Exercise passage -
---

Stowers credited the victory not only to the court but to the dedicated efforts of the school board.

“The school board agreed, because they are the complaining witness, they agreed to allow the diversion program to be the first step," Stowers said. "They didn’t have to agree to that.

"They could have filed a complaint and demanded a hearing and a trail under the law. So the school board agreed to the diversion process. Once the diversion occurred, then the parent and the child is brought in. And if they agreed to the diversion process, then there was never a case filed. There would be only a diversion case filed.”

Agreeing to the diversion program was a great way to instill change, Stowers said. But the court and school needed someone to directly handle and oversee the truant cases.

“Two years after we started the program, we needed an officer who would work for me: a court probation office," he said. "It had to be a court probation office to go out and look after all the kids with the signed contract. We didn’t have any manpower for that.

---

What to work on -
[1] Besides the court, to what did Stowers credit the victory in the passage on the truancy diversion program?
[2] Resume the passage on the truancy diversion program, picking up right after its last sentence.
The records are separate material with no connection to the passage on the truancy diversion program.

---

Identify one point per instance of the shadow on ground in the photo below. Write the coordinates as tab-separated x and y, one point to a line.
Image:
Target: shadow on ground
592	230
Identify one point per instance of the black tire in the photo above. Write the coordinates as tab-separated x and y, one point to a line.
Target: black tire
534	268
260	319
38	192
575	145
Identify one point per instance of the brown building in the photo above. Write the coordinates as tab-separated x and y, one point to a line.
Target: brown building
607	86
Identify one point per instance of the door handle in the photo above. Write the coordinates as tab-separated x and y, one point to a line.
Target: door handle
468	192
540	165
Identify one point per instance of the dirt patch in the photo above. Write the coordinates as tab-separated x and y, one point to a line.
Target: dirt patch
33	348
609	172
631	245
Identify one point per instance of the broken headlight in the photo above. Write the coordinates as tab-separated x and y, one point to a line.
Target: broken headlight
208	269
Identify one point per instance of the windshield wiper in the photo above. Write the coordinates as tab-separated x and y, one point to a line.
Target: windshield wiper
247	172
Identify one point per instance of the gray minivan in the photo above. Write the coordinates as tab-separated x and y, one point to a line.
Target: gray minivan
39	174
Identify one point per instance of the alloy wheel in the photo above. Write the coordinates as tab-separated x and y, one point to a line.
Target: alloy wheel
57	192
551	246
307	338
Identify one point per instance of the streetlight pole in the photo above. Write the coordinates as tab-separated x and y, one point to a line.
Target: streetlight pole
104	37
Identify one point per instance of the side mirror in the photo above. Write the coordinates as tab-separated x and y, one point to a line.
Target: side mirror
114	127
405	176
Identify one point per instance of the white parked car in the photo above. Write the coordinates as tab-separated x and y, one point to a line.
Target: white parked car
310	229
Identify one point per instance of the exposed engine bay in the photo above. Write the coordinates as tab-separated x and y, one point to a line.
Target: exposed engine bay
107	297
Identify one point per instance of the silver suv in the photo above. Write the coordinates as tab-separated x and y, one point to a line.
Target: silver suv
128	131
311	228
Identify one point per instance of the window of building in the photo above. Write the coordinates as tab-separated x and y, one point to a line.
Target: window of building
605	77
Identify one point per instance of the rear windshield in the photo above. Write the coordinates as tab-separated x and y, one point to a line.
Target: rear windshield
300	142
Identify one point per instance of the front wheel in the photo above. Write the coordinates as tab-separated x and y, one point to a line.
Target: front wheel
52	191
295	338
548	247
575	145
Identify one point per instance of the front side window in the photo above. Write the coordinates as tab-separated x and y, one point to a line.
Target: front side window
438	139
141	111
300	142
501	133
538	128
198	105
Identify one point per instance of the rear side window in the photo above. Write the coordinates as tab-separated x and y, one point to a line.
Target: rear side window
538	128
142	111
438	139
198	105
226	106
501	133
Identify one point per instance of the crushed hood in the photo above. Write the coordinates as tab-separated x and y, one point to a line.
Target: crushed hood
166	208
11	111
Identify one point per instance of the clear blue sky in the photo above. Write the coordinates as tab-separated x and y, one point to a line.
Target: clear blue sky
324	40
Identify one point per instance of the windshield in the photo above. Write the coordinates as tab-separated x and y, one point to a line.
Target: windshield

---

Answer section -
[1] The dedicated efforts of the school board.

[2]
"So the school board, in 2011, agreed to pay for our probation officer to look after the outcome of the truancy cases. So, basically the school board agreed to diversion and then they agreed to pay for a probation officer plus their salary and benefits and all the travel time. They agreed to pay that to follow up and make sure the child was doing well in school. That added to a better outcome in 2013 and 2014.”

Reaction to the new program and change was mostly good among students and parents. However, there were some parents who were apprehensive and did not appreciate the state’s “interference.”

“Well, different parents react different ways," Stowers said. "Some want to encourage their children to succeed in life and do well in school. And some take the opinion that state action is interfering with them doing what they want to do in their home. And they can choose to educate their children in their way.”

However, Stowers said truancy can be an indicator for problems at the home.

“A lot of parents are into things that they didn’t want any one know about that’s going on in their home," he said. "This is the genesis of most truancy cases.

"Truancy is like a smoke detector at home. It may go off and show there is a fire, and we need to rush out there to acutely handle the problem. It make also just indicated that there is smoke and it’s smoldering and an issue, a more serious issue, is getting ready to happen.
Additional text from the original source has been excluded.